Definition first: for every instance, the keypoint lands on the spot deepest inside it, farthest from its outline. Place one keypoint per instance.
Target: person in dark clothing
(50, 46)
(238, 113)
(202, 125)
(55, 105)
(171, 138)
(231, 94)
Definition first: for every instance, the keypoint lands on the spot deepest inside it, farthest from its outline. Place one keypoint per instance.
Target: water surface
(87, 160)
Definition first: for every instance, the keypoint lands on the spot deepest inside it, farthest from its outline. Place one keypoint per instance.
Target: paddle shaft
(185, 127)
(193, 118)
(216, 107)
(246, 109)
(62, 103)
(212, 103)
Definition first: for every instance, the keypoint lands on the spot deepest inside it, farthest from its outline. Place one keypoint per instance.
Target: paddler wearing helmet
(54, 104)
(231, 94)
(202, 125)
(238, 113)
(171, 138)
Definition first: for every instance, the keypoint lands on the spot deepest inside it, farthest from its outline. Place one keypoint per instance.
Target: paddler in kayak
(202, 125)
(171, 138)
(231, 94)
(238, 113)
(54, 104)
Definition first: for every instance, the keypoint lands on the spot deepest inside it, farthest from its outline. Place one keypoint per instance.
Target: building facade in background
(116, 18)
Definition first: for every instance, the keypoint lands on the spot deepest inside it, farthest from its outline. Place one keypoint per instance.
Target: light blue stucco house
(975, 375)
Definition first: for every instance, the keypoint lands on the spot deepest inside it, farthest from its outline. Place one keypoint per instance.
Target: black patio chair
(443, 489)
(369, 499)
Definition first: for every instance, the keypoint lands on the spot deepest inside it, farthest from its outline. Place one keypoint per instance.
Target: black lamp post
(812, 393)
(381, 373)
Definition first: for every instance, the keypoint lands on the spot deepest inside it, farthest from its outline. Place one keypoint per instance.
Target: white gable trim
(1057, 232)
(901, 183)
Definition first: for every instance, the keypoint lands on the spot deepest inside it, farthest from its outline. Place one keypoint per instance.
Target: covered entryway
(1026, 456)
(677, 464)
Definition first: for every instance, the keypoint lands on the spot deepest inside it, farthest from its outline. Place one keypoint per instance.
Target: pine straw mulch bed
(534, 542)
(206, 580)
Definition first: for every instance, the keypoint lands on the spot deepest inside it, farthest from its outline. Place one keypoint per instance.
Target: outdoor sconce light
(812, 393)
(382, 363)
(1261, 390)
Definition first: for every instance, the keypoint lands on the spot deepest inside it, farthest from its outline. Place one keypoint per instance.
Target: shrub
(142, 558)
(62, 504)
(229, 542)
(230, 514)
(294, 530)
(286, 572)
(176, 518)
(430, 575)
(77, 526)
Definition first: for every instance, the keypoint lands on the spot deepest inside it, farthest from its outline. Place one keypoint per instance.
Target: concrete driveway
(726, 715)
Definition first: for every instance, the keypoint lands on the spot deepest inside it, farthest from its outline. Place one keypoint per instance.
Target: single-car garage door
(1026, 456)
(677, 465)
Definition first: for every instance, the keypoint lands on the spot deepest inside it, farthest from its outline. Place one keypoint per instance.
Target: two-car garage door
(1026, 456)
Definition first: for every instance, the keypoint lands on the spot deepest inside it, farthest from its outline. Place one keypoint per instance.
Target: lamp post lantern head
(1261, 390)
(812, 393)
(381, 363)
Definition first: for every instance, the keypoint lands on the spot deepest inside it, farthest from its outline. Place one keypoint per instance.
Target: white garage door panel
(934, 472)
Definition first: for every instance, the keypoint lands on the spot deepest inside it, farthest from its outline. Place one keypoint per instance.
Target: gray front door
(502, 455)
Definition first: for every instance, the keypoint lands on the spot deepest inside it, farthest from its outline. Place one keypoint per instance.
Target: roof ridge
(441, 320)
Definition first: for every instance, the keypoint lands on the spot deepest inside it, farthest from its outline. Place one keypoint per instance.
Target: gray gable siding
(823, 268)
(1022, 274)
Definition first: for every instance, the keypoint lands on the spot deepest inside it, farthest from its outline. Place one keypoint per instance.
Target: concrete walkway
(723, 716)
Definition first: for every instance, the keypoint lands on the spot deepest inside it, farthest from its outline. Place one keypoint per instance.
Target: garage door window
━━━━━━━━━━━━━━━━━━━━
**Brief**:
Set down, exactly and completely, all of the material.

**Answer section**:
Definition first: for every instance, the keypoint lands on the spot deepest inside it, farthest from its outline. Place one keypoint per instance.
Target: person in dark clothing
(50, 46)
(238, 113)
(202, 125)
(55, 105)
(171, 138)
(231, 94)
Definition first: for every instance, the keypoint lands on the spot deepest inside it, farthest from its outline. Place one keypoint per instance.
Target: water surface
(87, 160)
Definition first: for every instance, the keypoint lands on the spot deepest inside it, farthest from its outline. Place one keypoint per instance.
Target: paddle shaft
(185, 127)
(193, 118)
(216, 107)
(246, 109)
(62, 103)
(212, 103)
Definition first: for every instance, the keypoint lands on the spot deepest inside it, farthest from its outline. Place one keypoint per instance.
Target: paddler wearing helmet
(54, 104)
(231, 94)
(202, 125)
(238, 113)
(171, 138)
Definition first: for every instance, the keypoint lands on the spot deepest inside it, farthest from its outline. Place one keypoint per instance.
Target: paddler in kayak
(202, 125)
(171, 138)
(231, 94)
(238, 113)
(54, 104)
Definition first: for every instance, the keypoint lands on the spot deepest inside it, farthest from its outline. Place one keypoint per instance.
Target: building facade in background
(116, 18)
Definition first: for every instance, the keypoint lands on the spot deepest inside it, farthest from its outline. Place one keypoint per instance.
Target: light blue stucco house
(975, 375)
Definition first: for every instance, the keypoint lands on the spot deepest inside it, farthest from its outline. Place one keypoint per instance.
Target: black patio chair
(443, 489)
(369, 499)
Definition first: for every instance, the keypoint lands on the spot deepest inside it, farthest from its outline. Place one keypoint per instance.
Target: black lamp post
(812, 393)
(381, 373)
Definition first: for every instance, the keypoint lands on the spot deepest inside it, farthest from its outline. Place one keypoint per instance.
Target: white gable trim
(1057, 232)
(901, 183)
Definition first: for every instance, the keypoint lands on the spot deepest inside it, farthest from its outline. Place one keypoint per instance.
Target: covered entryway
(1026, 456)
(677, 464)
Definition first: for every instance, the keypoint lands on the spot deepest inside it, farthest from its outline. Place one keypoint per instance.
Target: pine straw mulch bed
(534, 542)
(206, 580)
Definition first: for every instance, the keypoint lands on the spot deepest inside it, farthest from its outline. Place one keypoint per instance.
Target: outdoor sconce light
(812, 393)
(382, 363)
(1261, 390)
Definition first: for every instance, the keypoint lands on the spot deepest inside it, farthest from its outline. Place one keypoint per instance.
Target: shrub
(142, 558)
(62, 504)
(229, 542)
(230, 514)
(294, 530)
(286, 572)
(176, 518)
(430, 575)
(77, 526)
Definition first: for every instance, the keypoint lands on the spot deepest inside it, farthest from its outline. Place one keypoint per instance.
Target: concrete driveway
(726, 715)
Definition first: for every instance, the keypoint lands on the spot deepest inside it, farthest from its outline. Place one keypoint per instance.
Target: single-car garage door
(1026, 456)
(677, 465)
Definition first: for every instance, the keypoint lands on the spot deepest inside it, farthest from its outline. Place one keypoint per instance.
Target: two-car garage door
(1026, 456)
Definition first: for every instance, the keypoint lands on the spot deepest inside it, farthest from its outline. Place one keypoint per instance.
Target: lamp post lantern head
(1261, 390)
(812, 393)
(381, 363)
Definition first: for every instance, the keypoint lands on the spot deepest inside it, farthest from its outline. Place one keypoint per instance.
Target: white garage door panel
(934, 472)
Definition first: for every instance, the keypoint lands on the spot deepest inside it, farthest from its outline. Place one keypoint per instance.
Target: gray front door
(502, 455)
Definition first: for every instance, the keypoint lands on the spot deepest inside it, farthest from its outline. Place one keypoint per instance.
Target: roof ridge
(441, 320)
Definition first: for every instance, the keypoint lands on the spot deepest inside it, farthest from its outline. Place one keypoint per instance.
Target: gray gable siding
(823, 268)
(1022, 274)
Definition first: for every instance, the keypoint lands on the spot deepest inside it, farthest from its outline. Place one keypoint per instance.
Target: concrete walkway
(723, 716)
Definition first: for every instance, the keypoint lands on the spot deepest inside it, farthest from its outline. Place one keypoint per instance.
Target: garage door window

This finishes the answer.